TRECHO SELECIONADO —
↓
Incrustada na Zona Oeste de São Paulo, o entreposto paulista da Ceagesp tem dimensões e dinâmica de trabalho de uma pequena cidade do interior. Neste ambiente, milhares de pessoas negociam os peixes de todo o País para os mais exigentes mercados consumidores da América Latina

Enquanto boa parte da cidade dorme na madrugada de quarta-feira para quinta-feira, uma sirene estridente incomoda os ouvidos paulistanos por alguns segundos. São 2 horas da manhã e o barulho informa que o maior mercado atacadista de pescado da América Latina começou a funcionar. Neste momento, quem não está acostumado deve redobrar a atenção para não ser atropelado pelos enfurecidos carregadores de peixes. Esbarram ou desviam destes profissionais em torno de 1,5 mil pessoas por dia – ou por madrugada –, entre comerciantes atacadistas, feirantes, representantes de supermercados, peixeiros, motoristas, seguranças, distribuidores e demais integrantes desta cadeia de distribuição. Para quem acumula décadas na prática, a diferença entre cada um reside na presença ou não de um bloquinho na mão, na roupa diferenciada, no comportamento e, principalmente, no olhar. O contato visual na Companhia de Entrepostos e Armazéns Gerais de São Paulo, ou Ceagesp, é encarado como um artifício de negociação. Sabe-se pelo olhar, por exemplo, se o dia será movimentado, o tipo e importância de cada cliente, a quantidade de mercadoria que deverá ser exposta e outras variantes que determinam o sucesso dos negócios realizados ali entre 2h e 6h, quando acaba oficialmente a comercialização.

Construído à beira da Marginal Pinheiros, a poucos quilômetros das principais vias de acesso a outros Estados, o entreposto da Ceagesp na capital comporta duas praças de pescado, a central e a “Praça da Sardinha”. Nos dois espaços, os comerciantes atacadistas reúnem sua equipe em espaços denominados pedras – comprados junto à administração –, colocam em caixas de 20 kg as espécies menores e dispõem em tapumes de plástico no próprio chão as maiores, como o atum e o cação. Um grande armazém frigorificado recebe e desova grandes quantidades de congelados todos os dias. Em meio a essa dinâmica de trabalho de três décadas, os carregadores e demais presentes levam para todos os lados, além das mercadorias, cigarro, canções, discussões, piadas, inquietações e solicitações aos andares superiores da administração. Para quem analisa pela primeira vez; a estrutura se assemelha aos mercados orientais de séculos atrás. Quem já está habituado nem conseguiria trabalhar de outra forma. Mas a batalha pelo aumento do consumo do pescado


Panorama aéreo do pátio da Ceagesp

mostra a todos que a mudança cultural é condição imprescindível. É o efeito bola de neve: o consumidor exige qualidade do comerciante final, que exige o mesmo de seus fornecedores, que, por sua vez, não têm condições de oferecer produtos melhores em um ambiente obsoleto como esse.
↑
MATERIAL —
↓
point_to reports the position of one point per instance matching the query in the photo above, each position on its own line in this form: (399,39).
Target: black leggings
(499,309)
↑
OBJETIVO DO EXERCÍCIO — Dê continuidade ao texto sobre o mercado de pescado da Ceagesp a partir da última frase apresentada.

RESPOSTA —
Maresch: "A atual administração voltou os olhos ao pescado"


Felizmente, esta percepção aos poucos se torna coletiva, como comprova a metodologia de trabalho adotada por Antonio Carlos de Almeida Vicente, sócio da Biriba Pescados, uma das cinco principais distribuidoras do local: “as pessoas aqui não estão muito conscientizadas sobre estes aspectos; só quem é exigido. Eu, por exemplo, trabalho com os supermercados. Eles precisam de padrão, qualidade e higiene. Então, também exijo um trabalho bem feito dos meus fornecedores. Hoje, quem me manda o peixe já sabe que se enviar com uma qualidade inferior, vai voltar. O fornecedor também fará uma seleção com a fonte dele. Vai chegar uma hora em que o padrão, qualidade e outros aspectos vão contaminar a todos”. Toninho, como é conhecido, aponta como modelo a atividade em mercados como o Paris-Rungis, na França. “Em primeiro lugar o que poderíamos trazer de fora do País para a Ceagesp é a higienização. Deixamos muito a desejar nestes aspectos. Eles trabalham com caixas descartáveis, de maneira mais uniformizada, com identificação, não há acesso de qualquer pessoa na praça.”

A realidade do exterior, no entanto, pode ser incorporada e colocada em prática dentro de alguns meses. Uma abrangente cooperação técnica entre a Secretaria Especial de Aqüicultura e Pesca (Seap), Ministério da Agricultura, Pecuária e  Abastecimento (Mapa),  Serviço de Inspeção  Federal (SIF), a Ceagesp e a  Associação dos Comerciantes Atacadistas de Pescados do Estado de São Paulo (Acapesp) prevê a modernização de toda a estrutura de comercialização do pescado no entreposto da capital. “A Ceagesp tem mais de 30 anos e nunca se investiu nela.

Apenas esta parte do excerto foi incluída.